PROBLEM REQUIREMENTS:
Your task is to reproduce the material exactly.

ENTRIES SHOWN:
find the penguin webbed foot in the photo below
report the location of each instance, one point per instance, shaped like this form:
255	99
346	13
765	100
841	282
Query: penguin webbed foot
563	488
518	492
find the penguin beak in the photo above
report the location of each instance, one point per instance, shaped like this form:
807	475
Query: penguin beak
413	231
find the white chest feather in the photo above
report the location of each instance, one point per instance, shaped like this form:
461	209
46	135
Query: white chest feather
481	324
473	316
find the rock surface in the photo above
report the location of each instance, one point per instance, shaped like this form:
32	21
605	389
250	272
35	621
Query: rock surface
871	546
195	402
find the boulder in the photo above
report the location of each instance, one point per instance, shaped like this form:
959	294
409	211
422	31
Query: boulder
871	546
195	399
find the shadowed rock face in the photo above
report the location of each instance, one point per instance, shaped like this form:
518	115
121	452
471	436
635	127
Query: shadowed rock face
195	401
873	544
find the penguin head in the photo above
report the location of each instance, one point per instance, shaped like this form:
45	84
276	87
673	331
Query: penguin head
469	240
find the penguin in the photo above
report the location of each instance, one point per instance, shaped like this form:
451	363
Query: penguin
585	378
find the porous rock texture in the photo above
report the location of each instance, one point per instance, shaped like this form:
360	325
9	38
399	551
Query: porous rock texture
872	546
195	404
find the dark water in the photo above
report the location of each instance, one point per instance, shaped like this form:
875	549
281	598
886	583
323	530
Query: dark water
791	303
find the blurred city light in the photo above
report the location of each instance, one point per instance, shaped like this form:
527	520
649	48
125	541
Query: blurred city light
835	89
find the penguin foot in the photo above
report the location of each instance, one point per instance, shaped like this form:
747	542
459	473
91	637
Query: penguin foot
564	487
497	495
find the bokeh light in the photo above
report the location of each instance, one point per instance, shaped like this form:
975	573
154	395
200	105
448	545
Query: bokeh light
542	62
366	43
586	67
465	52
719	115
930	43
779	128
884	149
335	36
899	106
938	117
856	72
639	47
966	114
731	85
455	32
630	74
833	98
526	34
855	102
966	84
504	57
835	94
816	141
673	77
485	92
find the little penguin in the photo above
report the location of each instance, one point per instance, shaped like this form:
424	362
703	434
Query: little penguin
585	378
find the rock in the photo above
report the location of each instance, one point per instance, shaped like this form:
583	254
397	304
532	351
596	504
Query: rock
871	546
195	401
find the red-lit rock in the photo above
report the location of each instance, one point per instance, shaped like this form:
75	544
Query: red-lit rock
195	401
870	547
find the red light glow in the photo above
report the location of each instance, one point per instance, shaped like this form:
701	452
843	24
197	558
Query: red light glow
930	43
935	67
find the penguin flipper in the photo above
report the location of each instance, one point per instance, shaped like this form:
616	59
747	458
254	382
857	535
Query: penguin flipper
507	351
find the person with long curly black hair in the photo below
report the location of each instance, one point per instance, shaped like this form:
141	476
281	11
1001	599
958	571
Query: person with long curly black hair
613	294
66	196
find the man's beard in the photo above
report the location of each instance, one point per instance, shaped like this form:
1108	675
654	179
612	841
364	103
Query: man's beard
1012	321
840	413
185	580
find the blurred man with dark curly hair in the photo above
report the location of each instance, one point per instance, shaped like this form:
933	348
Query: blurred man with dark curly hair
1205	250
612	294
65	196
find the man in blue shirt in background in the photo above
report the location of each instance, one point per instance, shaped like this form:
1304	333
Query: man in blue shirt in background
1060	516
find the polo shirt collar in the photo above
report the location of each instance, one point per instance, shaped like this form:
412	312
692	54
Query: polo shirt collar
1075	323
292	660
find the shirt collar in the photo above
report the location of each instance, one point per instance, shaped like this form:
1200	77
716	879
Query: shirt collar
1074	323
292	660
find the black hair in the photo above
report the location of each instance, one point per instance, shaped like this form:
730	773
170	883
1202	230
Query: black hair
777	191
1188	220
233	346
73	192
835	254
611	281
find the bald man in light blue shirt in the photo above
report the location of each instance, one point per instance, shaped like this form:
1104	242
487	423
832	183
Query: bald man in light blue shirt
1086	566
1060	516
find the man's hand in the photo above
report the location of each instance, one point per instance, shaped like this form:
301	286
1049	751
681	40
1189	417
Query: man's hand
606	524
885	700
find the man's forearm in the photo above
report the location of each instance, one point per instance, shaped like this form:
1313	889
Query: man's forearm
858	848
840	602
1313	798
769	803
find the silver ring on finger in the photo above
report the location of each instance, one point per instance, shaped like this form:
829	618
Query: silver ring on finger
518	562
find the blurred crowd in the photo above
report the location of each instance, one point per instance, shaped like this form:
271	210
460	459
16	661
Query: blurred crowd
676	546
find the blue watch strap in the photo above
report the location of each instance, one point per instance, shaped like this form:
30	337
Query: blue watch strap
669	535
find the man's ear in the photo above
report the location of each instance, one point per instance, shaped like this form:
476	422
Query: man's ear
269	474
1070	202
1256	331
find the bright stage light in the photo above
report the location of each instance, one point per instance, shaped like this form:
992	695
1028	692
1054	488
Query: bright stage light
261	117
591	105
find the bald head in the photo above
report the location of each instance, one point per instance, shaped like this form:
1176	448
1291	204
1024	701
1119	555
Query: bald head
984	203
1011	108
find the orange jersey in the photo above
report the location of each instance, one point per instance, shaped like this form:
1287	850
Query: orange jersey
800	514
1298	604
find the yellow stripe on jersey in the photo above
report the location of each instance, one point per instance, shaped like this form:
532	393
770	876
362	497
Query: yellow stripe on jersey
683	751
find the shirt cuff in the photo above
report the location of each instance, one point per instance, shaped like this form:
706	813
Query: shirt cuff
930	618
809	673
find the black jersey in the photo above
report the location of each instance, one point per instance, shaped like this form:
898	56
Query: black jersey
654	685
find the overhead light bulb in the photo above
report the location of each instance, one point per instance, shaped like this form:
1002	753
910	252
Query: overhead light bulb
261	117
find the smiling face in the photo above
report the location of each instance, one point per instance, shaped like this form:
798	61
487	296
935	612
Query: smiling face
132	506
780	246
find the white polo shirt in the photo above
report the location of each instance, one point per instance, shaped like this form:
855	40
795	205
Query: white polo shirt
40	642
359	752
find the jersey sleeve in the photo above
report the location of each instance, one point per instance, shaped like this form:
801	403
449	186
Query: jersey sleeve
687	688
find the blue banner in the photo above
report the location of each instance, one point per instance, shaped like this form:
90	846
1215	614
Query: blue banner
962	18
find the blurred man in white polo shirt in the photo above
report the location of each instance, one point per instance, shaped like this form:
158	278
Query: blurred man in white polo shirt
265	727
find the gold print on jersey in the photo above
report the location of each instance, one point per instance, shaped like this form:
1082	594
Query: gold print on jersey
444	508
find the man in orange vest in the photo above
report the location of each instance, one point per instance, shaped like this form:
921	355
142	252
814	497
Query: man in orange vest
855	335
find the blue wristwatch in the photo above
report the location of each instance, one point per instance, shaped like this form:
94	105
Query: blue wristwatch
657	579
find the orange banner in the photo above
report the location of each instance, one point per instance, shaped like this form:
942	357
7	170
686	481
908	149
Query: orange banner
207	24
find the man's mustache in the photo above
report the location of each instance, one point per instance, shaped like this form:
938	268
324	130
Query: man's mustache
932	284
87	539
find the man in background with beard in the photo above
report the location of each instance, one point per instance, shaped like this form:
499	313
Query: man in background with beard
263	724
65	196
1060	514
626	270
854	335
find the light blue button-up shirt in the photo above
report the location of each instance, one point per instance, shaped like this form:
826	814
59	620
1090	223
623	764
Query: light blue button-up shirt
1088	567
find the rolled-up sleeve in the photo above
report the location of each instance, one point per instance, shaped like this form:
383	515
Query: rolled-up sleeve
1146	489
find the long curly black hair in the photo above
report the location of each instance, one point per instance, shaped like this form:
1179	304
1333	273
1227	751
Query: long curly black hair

ANSWER TO THIS TASK:
find the penguin webbed foot in the photo below
report the location of each instance, one point per instance, shaped like this form:
255	99
346	13
765	100
841	282
Query: penguin webbed foot
563	488
518	492
find the penguin beak in the photo above
report the location of each instance, one point per instance, shaped like this form:
807	475
Query: penguin beak
413	231
find the white chest feather in the photo above
report the location of each instance, one point per instance, shaped like this form:
461	209
46	135
Query: white chest feather
481	324
473	316
find the rock surface in the photo above
report the location of each instance, one point per instance, shaped like this form:
32	21
605	389
250	272
35	621
Query: rock surface
871	546
195	402
find the boulder in the photo above
report the location of each instance, one point per instance, shaped like this form:
959	294
409	211
422	31
Query: boulder
871	546
195	399
find the shadowed rock face in the photo above
report the location of each instance, one point per instance, shaped like this form:
518	115
121	452
471	436
635	127
Query: shadowed rock face
195	401
873	544
find the penguin head in the photo above
report the location of each instance, one point per instance, shaped like this form:
45	84
276	87
673	331
Query: penguin head
469	240
find the penguin in the photo above
report the location of each instance, one point per instance, shaped like this form:
451	363
Query: penguin
585	378
find the porous rock texture in the photo above
report the location of each instance, one point per instance, shaped like this form:
360	325
9	38
399	551
Query: porous rock texture
872	546
195	404
find the dark water in the photo above
report the location of each instance, one point per instance, shaped like this form:
875	549
281	598
886	583
323	530
Query: dark water
791	303
find the blurred city light in the photo above
report the location of each instance, one point per instance, shaped like this form:
527	520
649	48
125	541
Query: blurred city light
835	89
find the penguin foot in the photo above
report the location of each instance, one point per instance, shaped like this form:
747	542
459	473
91	637
Query: penguin foot
564	487
497	495
find the bokeh light in the photo above
report the location of each instance, one point per instance, shaped like this form:
975	573
154	395
200	105
448	545
Query: bokeh light
542	62
366	43
586	67
465	52
719	115
930	43
779	128
884	149
335	36
899	106
938	117
856	72
639	47
966	114
731	85
455	32
630	74
833	98
526	34
855	102
966	84
504	57
835	94
816	141
673	77
485	92
find the little penguin in the photo above
report the location of each instance, one point per instance, shaped like this form:
424	362
703	434
Query: little penguin
585	378
find the rock in the photo above
report the location of each instance, one point per instance, shaped like this form:
583	254
397	304
532	351
596	504
Query: rock
871	546
195	401
find the red-lit rock in the photo above
report the location of each instance, one point per instance, shaped like this form:
75	544
Query: red-lit rock
195	401
870	547
find the red light glow in the photo above
report the location of each instance, one point per instance, shaped like this form:
701	452
843	24
197	558
Query: red light glow
930	43
935	67
find the penguin flipper in the photo above
report the location of each instance, one point per instance, shaped like this form:
616	59
747	458
254	382
857	535
Query: penguin flipper
507	351
find the person with long curly black hair in the photo below
report the location of each instance, one point per instance, shaped like this form:
141	476
281	11
1001	599
958	571
Query: person with long curly black hair
613	294
66	196
find the man's beard in the photo above
report the location of each instance, one point per instance, shaped like this form:
1108	675
654	179
612	841
364	103
Query: man's beard
1012	321
840	413
185	580
find the blurred man with dark curly hair in the photo above
report the location of each instance, one point per instance, shaped like this form:
933	348
Query: blurred man with dark curly hair
1205	250
612	294
65	196
find the man in blue shirt in background in the photo above
report the location of each instance, one point per instance, shaped like this form:
1304	333
Query: man in blue shirt in background
1060	516
find the polo shirt collar in the photo above
report the location of each instance, one point per instance, shaped like this form:
412	312
692	54
Query: polo shirt collar
1075	323
292	660
find the shirt collar in the photo above
report the location of each instance, one point per instance, shaped like this form:
1200	77
716	879
Query: shirt collar
1074	323
292	660
find the black hair in the photo above
report the location of each instance, one point per instance, shaped like this form:
730	773
170	883
1202	230
Query: black hair
777	191
1188	220
233	346
73	192
835	254
611	281
find the bald man in light blue shirt in the photo above
report the location of each instance, one point per instance, shaped like this form:
1104	242
487	423
832	183
Query: bald man in light blue shirt
1086	566
1060	516
find the man's hand in the photo above
report the location of each instance, one point per instance, shaped like this form:
301	286
1049	751
681	40
1189	417
Query: man's hand
606	524
885	700
find the man's forearm in the photo above
report the location of each instance, one point per instance, shaped like this form:
1313	889
Query: man's forearm
858	848
840	602
1313	798
769	803
find the silver ring on finger in the photo above
report the location of each instance, one point per instance, shaped like this form:
829	618
Query: silver ring on finger
518	562
find the blurred crowd in the photo above
report the location of each instance, one point per instance, shaped like this form:
271	210
460	459
16	661
Query: blurred crowd
676	546
find the blue watch strap in the photo above
report the location of each instance, one point per instance, shaped like this form:
30	337
Query: blue watch strap
669	535
find the man's ear in the photo above
report the location of each instance, one point per instance, shaped like this form:
476	422
Query: man's ear
269	474
1070	202
1256	331
find the bright stage light in the photo above
report the location of each instance, one point per instance, shaped like this form:
992	695
1028	692
1054	488
Query: bright stage light
261	117
591	105
find the bald head in the photo above
report the location of each instance, one point per instance, shaped like this form:
1176	448
1291	204
1024	701
1119	555
Query: bald head
984	203
1011	108
find the orange jersey in the photo above
report the location of each instance, one point per instance, shaped like this form:
1287	850
Query: orange jersey
800	514
1298	604
find the yellow stripe on jersey in the photo above
report the location of each instance, one point per instance, shaped like this form:
532	393
770	876
362	497
Query: yellow stripe on jersey
683	751
find the shirt cuff in the photo above
report the location of each instance, one point per instance, shaped like this form:
706	813
Query: shirt cuff
930	618
809	673
find the black jersey in the photo above
report the location of each instance, one point per instance, shaped like this form:
898	56
Query: black jersey
654	685
find the overhead light bulb in the photo above
report the location of each instance, one point per instance, shaped like this form:
1002	753
910	252
Query: overhead light bulb
261	117
find the smiling face in the photo above
report the location of each instance, one point per instance, shaped like this form:
798	61
487	296
935	612
Query: smiling face
132	506
780	246
find the white polo shirt in the photo above
report the location of each instance, one point per instance, shaped like this form:
855	40
795	205
Query: white polo shirt
40	642
359	752
find the jersey sleeve in the photo above
report the location of each instance, one point per instance, shaped like this form:
801	403
449	186
Query: jersey sleeve
687	688
find the blue banner in the photo above
report the location of each instance, one point per instance, shaped like this form:
90	846
1215	614
Query: blue banner
962	18
find the blurred man in white polo shirt in the photo above
report the location of each instance, one point per instance, shaped like this form:
158	278
Query: blurred man in white polo shirt
265	727
find the gold print on jersey in the photo above
report the location of each instance, one point per instance, shaped like this form:
1082	594
Query: gold print on jersey
444	508
find the man in orange vest in the photo above
report the location of each instance, one point per instance, shaped like this form:
921	355
142	252
814	497
Query: man in orange vest
855	335
find the blue wristwatch in the photo above
report the location of each instance, one point per instance, shaped like this form:
94	105
Query: blue wristwatch
657	579
find the orange banner in the photo above
report the location of each instance, one point per instance, shaped like this form:
942	357
7	170
686	481
908	149
Query: orange banner
207	24
find the man's mustache in the photo above
report the location of each instance, one point per instance, shaped like this form:
938	268
324	130
Query: man's mustache
932	284
87	539
find the man in background with beard in the photo above
report the location of each instance, one point per instance, shaped like this form:
499	313
Query: man in background with beard
263	724
65	196
1060	514
626	270
854	335
find the light blue button-up shirt in the photo above
report the location of each instance, one point per instance, shaped like this form:
826	814
59	620
1090	223
623	764
Query: light blue button-up shirt
1088	567
find the rolled-up sleeve in the photo above
report the location of each instance, one point per instance, shaped like this form:
383	515
Query: rolled-up sleeve
1146	489
find the long curly black hair in the photo above
report the location of each instance, one point per instance, shaped like this form:
1179	304
1333	273
1227	751
Query: long curly black hair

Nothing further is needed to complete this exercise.